** START **
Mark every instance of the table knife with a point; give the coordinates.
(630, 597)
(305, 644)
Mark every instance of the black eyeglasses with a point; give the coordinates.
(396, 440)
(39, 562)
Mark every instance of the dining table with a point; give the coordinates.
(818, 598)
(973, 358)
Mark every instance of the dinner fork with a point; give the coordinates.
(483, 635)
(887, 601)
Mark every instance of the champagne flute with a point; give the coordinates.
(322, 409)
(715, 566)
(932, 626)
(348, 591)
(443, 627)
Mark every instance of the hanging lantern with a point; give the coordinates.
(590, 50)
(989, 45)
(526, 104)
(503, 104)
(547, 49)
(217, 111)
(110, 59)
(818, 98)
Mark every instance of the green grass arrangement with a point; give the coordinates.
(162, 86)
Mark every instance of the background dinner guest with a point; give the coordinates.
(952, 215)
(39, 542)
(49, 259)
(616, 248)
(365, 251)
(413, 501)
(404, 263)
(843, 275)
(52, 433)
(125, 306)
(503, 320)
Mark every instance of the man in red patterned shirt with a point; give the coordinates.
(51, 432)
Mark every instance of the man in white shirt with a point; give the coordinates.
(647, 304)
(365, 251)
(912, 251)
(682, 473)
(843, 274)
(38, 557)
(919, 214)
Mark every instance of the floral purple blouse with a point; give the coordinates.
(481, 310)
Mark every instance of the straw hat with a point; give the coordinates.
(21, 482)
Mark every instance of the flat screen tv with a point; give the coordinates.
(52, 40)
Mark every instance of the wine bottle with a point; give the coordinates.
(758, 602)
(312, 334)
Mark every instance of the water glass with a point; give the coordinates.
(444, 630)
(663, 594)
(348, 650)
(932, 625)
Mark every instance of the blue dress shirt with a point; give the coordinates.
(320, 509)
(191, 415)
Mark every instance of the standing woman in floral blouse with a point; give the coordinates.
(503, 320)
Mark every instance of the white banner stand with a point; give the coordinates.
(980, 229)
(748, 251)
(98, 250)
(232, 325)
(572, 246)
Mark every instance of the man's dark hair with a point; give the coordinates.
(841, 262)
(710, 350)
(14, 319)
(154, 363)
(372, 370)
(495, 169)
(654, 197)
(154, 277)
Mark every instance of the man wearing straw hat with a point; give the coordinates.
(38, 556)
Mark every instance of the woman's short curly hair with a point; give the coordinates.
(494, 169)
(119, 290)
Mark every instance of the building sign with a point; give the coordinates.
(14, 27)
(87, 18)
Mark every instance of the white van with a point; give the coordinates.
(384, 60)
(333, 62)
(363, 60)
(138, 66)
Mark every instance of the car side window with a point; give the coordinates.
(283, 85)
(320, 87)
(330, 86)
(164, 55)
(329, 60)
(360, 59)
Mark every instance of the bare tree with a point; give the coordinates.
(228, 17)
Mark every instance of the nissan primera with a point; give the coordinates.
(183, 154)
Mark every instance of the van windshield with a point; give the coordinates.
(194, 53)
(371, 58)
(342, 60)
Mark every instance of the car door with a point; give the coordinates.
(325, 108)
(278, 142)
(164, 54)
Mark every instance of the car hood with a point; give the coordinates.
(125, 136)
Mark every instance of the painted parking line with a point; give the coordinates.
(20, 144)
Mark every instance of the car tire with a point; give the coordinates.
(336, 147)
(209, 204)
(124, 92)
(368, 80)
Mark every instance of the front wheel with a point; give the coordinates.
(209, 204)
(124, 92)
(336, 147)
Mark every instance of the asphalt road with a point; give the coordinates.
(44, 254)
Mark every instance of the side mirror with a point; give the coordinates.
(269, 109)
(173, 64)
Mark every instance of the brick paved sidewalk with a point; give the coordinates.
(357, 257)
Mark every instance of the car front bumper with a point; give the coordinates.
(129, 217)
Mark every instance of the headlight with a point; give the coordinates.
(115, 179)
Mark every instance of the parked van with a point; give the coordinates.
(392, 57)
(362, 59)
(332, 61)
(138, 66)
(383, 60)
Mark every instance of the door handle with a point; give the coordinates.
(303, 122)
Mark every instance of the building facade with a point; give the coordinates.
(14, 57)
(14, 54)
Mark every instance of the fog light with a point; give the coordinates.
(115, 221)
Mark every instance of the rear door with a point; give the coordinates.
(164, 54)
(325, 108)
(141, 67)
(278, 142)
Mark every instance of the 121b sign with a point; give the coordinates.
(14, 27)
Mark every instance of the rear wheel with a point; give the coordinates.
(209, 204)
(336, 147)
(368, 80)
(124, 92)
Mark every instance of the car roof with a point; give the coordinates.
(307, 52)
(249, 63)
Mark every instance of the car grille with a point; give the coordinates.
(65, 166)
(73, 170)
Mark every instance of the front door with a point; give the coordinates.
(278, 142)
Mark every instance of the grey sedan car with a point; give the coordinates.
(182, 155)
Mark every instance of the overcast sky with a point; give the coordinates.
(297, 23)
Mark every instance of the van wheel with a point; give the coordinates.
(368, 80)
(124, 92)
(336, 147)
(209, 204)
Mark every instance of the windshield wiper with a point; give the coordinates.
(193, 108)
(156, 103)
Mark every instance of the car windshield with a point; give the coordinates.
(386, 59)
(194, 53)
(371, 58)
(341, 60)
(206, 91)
** END **
- _What you should do_: Copy every record above exactly as it appears.

- _Task output_:
Mark every instance of the table knife with a point; give the coordinates.
(630, 597)
(305, 644)
Mark every instance of the black eyeglasses with a point; give the coordinates.
(396, 440)
(39, 562)
Mark every instance of the dining table with a point; give the coordinates.
(818, 598)
(973, 358)
Mark every instance of the dinner fork with a point; give the coordinates.
(483, 635)
(887, 601)
Mark every instance of the champagne flute with a point; give the coordinates.
(322, 409)
(715, 566)
(932, 626)
(348, 591)
(443, 627)
Mark every instance of the hanging lantern with a point; give the coordinates.
(590, 50)
(989, 45)
(526, 104)
(503, 104)
(547, 49)
(217, 111)
(110, 59)
(818, 98)
Mark every instance of the green grass arrangement with a point; give the coordinates.
(162, 86)
Mark every instance of the background dinner guest with a point; give the coordinates.
(952, 215)
(39, 542)
(49, 259)
(616, 248)
(365, 251)
(413, 501)
(404, 263)
(843, 275)
(52, 433)
(125, 306)
(503, 320)
Mark every instance of the man in red patterned shirt with a point; give the coordinates.
(51, 432)
Mark every instance of the man in white shirt with a point; give the coordinates.
(647, 304)
(365, 251)
(912, 251)
(682, 473)
(843, 274)
(38, 557)
(919, 214)
Mark every instance of the floral purple blouse with a point; give the coordinates.
(481, 310)
Mark every instance of the straw hat with a point; give the coordinates.
(21, 482)
Mark every instance of the flat screen tv with a point; give the coordinates.
(52, 40)
Mark every instance of the wine bottle with a point; give the coordinates.
(758, 602)
(312, 334)
Mark every instance of the water glass with a point; give the coordinates.
(444, 630)
(663, 594)
(348, 650)
(932, 625)
Mark every instance of the blue dress shirt with a point; give the coordinates.
(320, 509)
(191, 415)
Mark every instance of the standing woman in floral blouse with a point; give the coordinates.
(503, 320)
Mark every instance of the white banner stand with a point; give the coordinates.
(980, 229)
(748, 251)
(98, 250)
(232, 325)
(572, 246)
Mark every instance of the man's dark hair with a point; give the coordinates.
(841, 262)
(710, 350)
(14, 319)
(154, 363)
(372, 370)
(495, 169)
(654, 197)
(154, 277)
Mark every instance of the man wearing straw hat with a point; give the coordinates.
(38, 556)
Mark every instance of the woman's short curly hair with a point; give the coordinates.
(494, 169)
(119, 290)
Mark every instance of the building sign with a point; give the coordinates.
(14, 27)
(87, 18)
Mark every instance of the white van with a point; give the coordinates.
(384, 60)
(333, 62)
(363, 60)
(138, 66)
Mark every instance of the car side window with a point; give the coordinates.
(283, 85)
(320, 87)
(330, 86)
(164, 55)
(329, 60)
(360, 59)
Mark every instance of the bare tree with a point; give the coordinates.
(228, 17)
Mark every instance of the nissan primera with a point; give the coordinates.
(183, 154)
Mark every instance of the van windshield with a point; give the coordinates.
(194, 53)
(371, 58)
(342, 60)
Mark every instance of the car door with a point; give the coordinates.
(325, 108)
(278, 142)
(164, 54)
Mark every instance of the car hood with a point; give the coordinates.
(125, 136)
Mark every instance of the painted parking line with a point; give the coordinates.
(20, 144)
Mark every instance of the car tire with a point; give the coordinates.
(336, 147)
(209, 204)
(124, 92)
(368, 80)
Mark every instance of the front wheel with a point; give the coordinates.
(209, 204)
(124, 92)
(336, 147)
Mark every instance of the asphalt road with a point; give the coordinates.
(44, 254)
Mark every instance of the side mirror with a point; give the coordinates.
(269, 109)
(173, 64)
Mark every instance of the brick paved sidewalk with a point; give the coordinates.
(357, 257)
Mark every instance of the car front bumper with a point; give the coordinates.
(129, 217)
Mark every instance of the headlight with a point; give the coordinates.
(115, 179)
Mark every instance of the parked van with a point; give the coordinates.
(392, 57)
(362, 59)
(332, 61)
(138, 66)
(383, 60)
Mark every instance of the door handle with a point; give the coordinates.
(303, 122)
Mark every instance of the building facade with a point; give the coordinates.
(14, 57)
(14, 54)
Mark every instance of the fog light with a point; give the coordinates.
(115, 221)
Mark every instance of the rear door with a point; give the coordinates.
(164, 54)
(325, 108)
(141, 67)
(278, 142)
Mark every instance of the 121b sign with a point; give the coordinates.
(14, 27)
Mark every instance of the rear wheel with a point; give the coordinates.
(209, 204)
(336, 147)
(368, 80)
(124, 92)
Mark every instance of the car roof with a point; give the coordinates.
(307, 52)
(249, 63)
Mark every instance of the car grille with a point; give the coordinates.
(65, 166)
(73, 170)
Mark every instance of the front door with a point; give the coordinates.
(278, 142)
Mark every instance of the grey sedan car with a point; give the coordinates.
(182, 155)
Mark every instance of the overcast sky with a point; give the coordinates.
(297, 23)
Mark every instance of the van wheel with a point; give the coordinates.
(368, 80)
(124, 92)
(336, 147)
(209, 204)
Mark every instance of the windshield wiper with a point; give the coordinates.
(193, 108)
(156, 103)
Mark every instance of the car windshield with a point; give the coordinates.
(386, 59)
(194, 53)
(371, 58)
(341, 60)
(206, 91)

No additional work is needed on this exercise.